ASSIGNMENT 1 ::
Please rewrite the passage from "In my process" up to and including "us. Us apes.", changing "demure" to "meek".
ASSIGNMENT 2 ::
Answer from the passage:
(a) What does the writer list as the things she wants to succeed at becoming?
(b) Instead of being in your face powerful, what are girls supposed to be?
(c) Who should at least be able to have a seat at the power table?
ASSIGNMENT 3 ::
Decide whether each statement agrees with the passage, and answer yes or no with a supporting quote:
(a) The writer has always eagerly embraced the struggle as part of academia.
(b) Girls are expected to smooth things out for the important men around them.
(c) An abused young mother is among the echoes of the past.

QUOTED PASSAGE ::
▽
Along with my own struggle to get it done, I often feel I need to get strong, fight or not fight or get enlightened or something to make this place I was born into better for people like me, for me, for us all. To make me better, to succeed. To not feel so upset about the injustices I percieve. So at least nice white girls can have a seat at the power table. So that I can stop hurting others. So that we can all stop hurting. So that we can save the planet from us and our greed. (The utopian ideals do cling.) So that I can be successful at becoming: becoming a scientist, a highly effective person, a role model, strong. For me this internal yet also outward struggle has always been part of the process of being in academia, however reluctant I am to embrace it.

In my process of attempting to take on power in the world there are always echos of the past. Echos of someone burdened to be pretty and cute and all the psychosis that brings. Of an abused young mother. Of someone who seemingly lost everything over and over, through poverty and death and loss upon loss. Of an inherently disempowered little girl child who has lost or never had protectors. Girls are not supposed to be in your face powerful, but demure and accommodating. We are supposed to “take it” (whatever “it” is dished out), and figure out how to smooth everything out, at least for the important men around us. Us apes.
△
STORED DATA ::
▽
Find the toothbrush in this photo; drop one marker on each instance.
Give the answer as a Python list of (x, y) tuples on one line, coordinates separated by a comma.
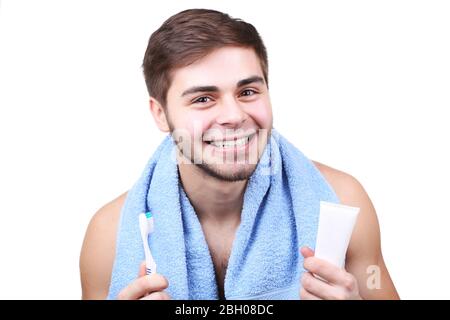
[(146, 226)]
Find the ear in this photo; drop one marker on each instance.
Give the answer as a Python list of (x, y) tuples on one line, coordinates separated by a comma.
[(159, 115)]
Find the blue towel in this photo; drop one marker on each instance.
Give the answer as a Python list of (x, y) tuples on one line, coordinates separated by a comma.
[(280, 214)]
△
▽
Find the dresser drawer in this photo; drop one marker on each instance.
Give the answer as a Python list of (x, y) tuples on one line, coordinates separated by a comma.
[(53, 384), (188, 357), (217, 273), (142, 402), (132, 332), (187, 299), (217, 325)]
△
▽
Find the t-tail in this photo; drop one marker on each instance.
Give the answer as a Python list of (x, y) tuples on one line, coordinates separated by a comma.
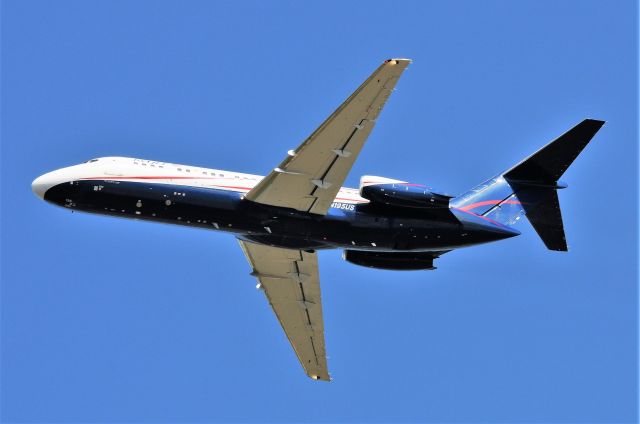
△
EXPECTED OUTPUT 1 ::
In my process of attempting to take on power in the world there are always echos of the past. Echos of someone burdened to be pretty and cute and all the psychosis that brings. Of an abused young mother. Of someone who seemingly lost everything over and over, through poverty and death and loss upon loss. Of an inherently disempowered little girl child who has lost or never had protectors. Girls are not supposed to be in your face powerful, but meek and accommodating. We are supposed to “take it” (whatever “it” is dished out), and figure out how to smooth everything out, at least for the important men around us. Us apes.

EXPECTED OUTPUT 2 ::
(a) A scientist, a highly effective person, a role model, strong.
(b) Demure and accommodating.
(c) Nice white girls.

EXPECTED OUTPUT 3 ::
(a) No: "however reluctant I am to embrace it."
(b) Yes: "figure out how to smooth everything out, at least for the important men around us."
(c) Yes: "Of an abused young mother."